── Input data

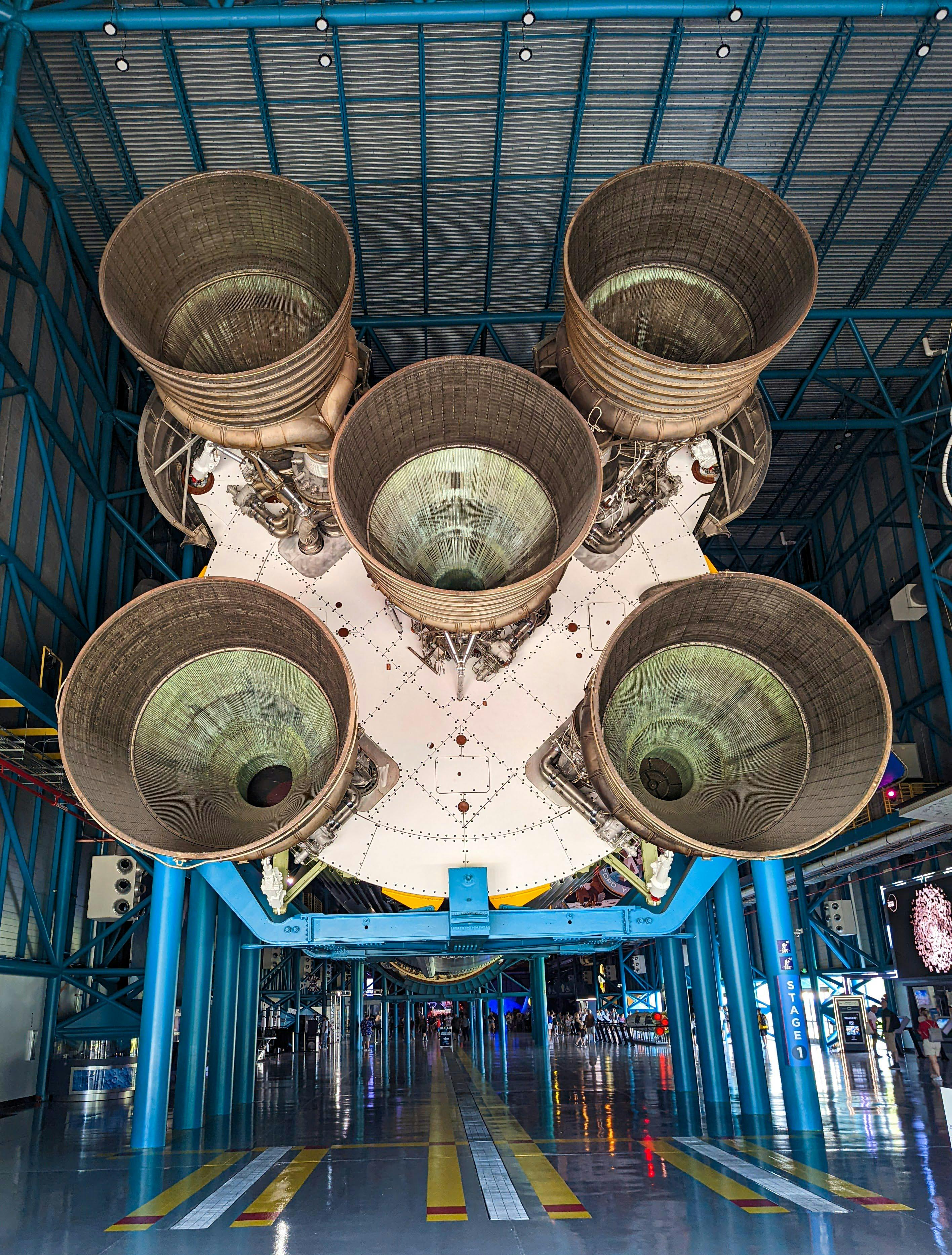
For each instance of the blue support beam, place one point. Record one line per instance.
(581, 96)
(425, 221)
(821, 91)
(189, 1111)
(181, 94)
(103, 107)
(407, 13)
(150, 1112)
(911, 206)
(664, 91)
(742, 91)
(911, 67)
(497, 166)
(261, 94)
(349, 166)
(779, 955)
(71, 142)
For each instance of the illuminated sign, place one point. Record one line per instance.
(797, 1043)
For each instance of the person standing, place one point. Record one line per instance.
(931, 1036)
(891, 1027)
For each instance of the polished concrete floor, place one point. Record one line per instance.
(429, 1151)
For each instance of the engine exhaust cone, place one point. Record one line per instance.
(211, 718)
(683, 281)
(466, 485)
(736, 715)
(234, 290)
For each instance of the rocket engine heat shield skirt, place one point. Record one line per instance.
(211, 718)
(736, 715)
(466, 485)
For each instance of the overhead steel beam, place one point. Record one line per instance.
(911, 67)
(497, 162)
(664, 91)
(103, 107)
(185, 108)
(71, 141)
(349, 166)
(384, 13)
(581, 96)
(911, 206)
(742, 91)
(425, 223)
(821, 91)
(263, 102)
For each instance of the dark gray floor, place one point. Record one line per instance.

────

## Aim of the task
Please copy the line that contains "For each instance of the person" and each line after it through the end of the records, exactly, and no other lines.

## Result of the task
For each instance of the person standing, place one point. Record one line per instance.
(931, 1036)
(891, 1027)
For each instance of the polished concrete floor, place one point. Record one line per instance.
(429, 1151)
For each instance of the engine exhaust cone, place one point. Record one line per instance.
(211, 718)
(683, 281)
(466, 485)
(736, 715)
(234, 290)
For each instance of the rocket engine heat shield skirt, place one point. Record one line per instance.
(211, 718)
(736, 715)
(466, 485)
For each instance of the overhead steel beam, place one point. Record one line per instance.
(911, 67)
(497, 162)
(664, 91)
(103, 107)
(185, 108)
(71, 141)
(349, 166)
(384, 13)
(581, 96)
(911, 206)
(742, 91)
(425, 223)
(821, 91)
(263, 102)
For each instance of the dark gray floor, place one point. Record one line per instance.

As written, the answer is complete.